Problem: Pick out and copy every line of the records below that contains the string "mast". Case counts.

━━ Provided material ━━

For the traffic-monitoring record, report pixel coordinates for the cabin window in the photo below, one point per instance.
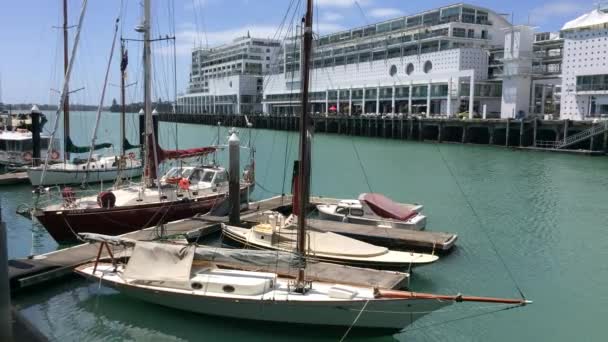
(356, 212)
(208, 176)
(342, 210)
(221, 177)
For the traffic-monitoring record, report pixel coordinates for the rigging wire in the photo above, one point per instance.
(480, 223)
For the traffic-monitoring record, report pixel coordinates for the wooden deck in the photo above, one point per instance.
(12, 178)
(25, 273)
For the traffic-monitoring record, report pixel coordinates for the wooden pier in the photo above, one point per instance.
(25, 273)
(529, 133)
(12, 178)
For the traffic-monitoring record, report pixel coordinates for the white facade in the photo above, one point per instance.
(228, 79)
(585, 67)
(427, 63)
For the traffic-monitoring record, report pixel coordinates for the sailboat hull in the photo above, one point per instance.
(63, 225)
(386, 314)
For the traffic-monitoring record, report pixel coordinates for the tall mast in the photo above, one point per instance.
(66, 103)
(150, 152)
(122, 98)
(304, 171)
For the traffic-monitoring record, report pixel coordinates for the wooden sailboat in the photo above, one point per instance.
(95, 168)
(167, 275)
(135, 206)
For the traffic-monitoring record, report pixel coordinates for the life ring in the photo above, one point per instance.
(184, 184)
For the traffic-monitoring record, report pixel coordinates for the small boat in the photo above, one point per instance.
(132, 207)
(375, 210)
(188, 278)
(16, 147)
(278, 233)
(97, 169)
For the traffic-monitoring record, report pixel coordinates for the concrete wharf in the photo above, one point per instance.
(529, 133)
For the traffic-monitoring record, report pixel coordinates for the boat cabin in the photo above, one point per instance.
(198, 177)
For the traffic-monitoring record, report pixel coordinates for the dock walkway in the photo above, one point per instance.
(25, 273)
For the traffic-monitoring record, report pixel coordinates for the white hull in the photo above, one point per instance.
(328, 212)
(62, 177)
(280, 305)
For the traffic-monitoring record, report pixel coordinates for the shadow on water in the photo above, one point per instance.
(95, 313)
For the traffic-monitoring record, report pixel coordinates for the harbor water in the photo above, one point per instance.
(527, 221)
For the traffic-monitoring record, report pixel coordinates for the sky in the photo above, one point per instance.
(31, 55)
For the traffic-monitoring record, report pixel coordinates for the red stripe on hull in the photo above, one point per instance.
(63, 224)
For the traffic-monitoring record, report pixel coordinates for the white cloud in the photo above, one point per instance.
(342, 3)
(550, 10)
(385, 12)
(332, 16)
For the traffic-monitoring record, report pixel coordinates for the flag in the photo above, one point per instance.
(124, 61)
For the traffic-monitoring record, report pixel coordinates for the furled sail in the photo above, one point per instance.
(180, 154)
(71, 148)
(128, 145)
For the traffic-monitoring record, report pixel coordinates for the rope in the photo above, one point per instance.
(355, 321)
(406, 330)
(481, 225)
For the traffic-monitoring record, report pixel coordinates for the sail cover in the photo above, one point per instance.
(152, 261)
(385, 207)
(71, 148)
(180, 154)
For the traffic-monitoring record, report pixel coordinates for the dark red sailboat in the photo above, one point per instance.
(181, 193)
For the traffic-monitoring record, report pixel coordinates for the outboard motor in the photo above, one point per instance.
(106, 199)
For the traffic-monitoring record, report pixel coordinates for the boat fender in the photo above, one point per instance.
(68, 195)
(106, 199)
(184, 184)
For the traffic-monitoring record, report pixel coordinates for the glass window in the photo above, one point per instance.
(356, 212)
(342, 211)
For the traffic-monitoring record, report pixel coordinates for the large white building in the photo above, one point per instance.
(585, 66)
(423, 63)
(228, 79)
(458, 59)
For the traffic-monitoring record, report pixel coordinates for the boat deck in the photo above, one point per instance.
(14, 178)
(24, 273)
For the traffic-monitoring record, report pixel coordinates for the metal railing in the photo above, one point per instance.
(596, 129)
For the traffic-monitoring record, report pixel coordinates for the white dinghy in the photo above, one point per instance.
(375, 210)
(278, 233)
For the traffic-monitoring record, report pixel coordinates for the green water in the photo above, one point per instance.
(546, 214)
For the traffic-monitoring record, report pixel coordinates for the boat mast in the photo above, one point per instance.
(150, 153)
(122, 98)
(66, 103)
(304, 167)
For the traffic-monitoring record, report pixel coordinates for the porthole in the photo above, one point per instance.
(409, 69)
(393, 70)
(428, 66)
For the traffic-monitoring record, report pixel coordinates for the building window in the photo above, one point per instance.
(393, 70)
(409, 69)
(428, 66)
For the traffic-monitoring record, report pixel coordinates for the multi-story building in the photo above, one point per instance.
(228, 79)
(584, 90)
(431, 62)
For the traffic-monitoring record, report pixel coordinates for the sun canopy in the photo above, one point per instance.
(385, 207)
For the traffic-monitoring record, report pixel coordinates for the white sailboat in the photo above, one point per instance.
(278, 233)
(167, 276)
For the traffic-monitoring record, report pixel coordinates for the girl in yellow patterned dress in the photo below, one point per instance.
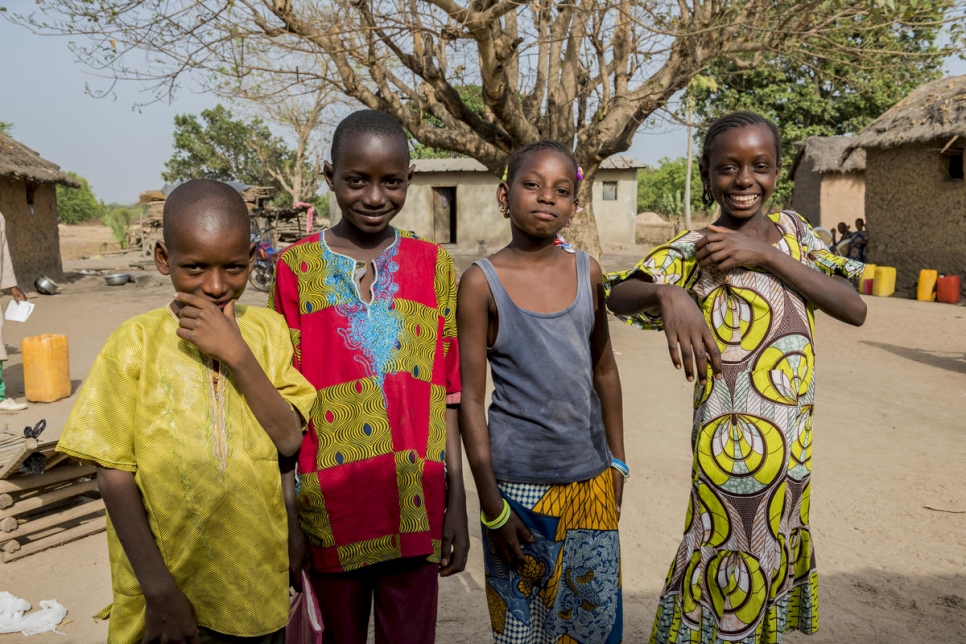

━━━

Written reply:
For the traffic-monitoring record, report pixel coordinates for the tall mast in the photo above, one point per instance.
For the traffic-monitoring record, report pixel coordinates for the boat mast in the photo above, one point per instance.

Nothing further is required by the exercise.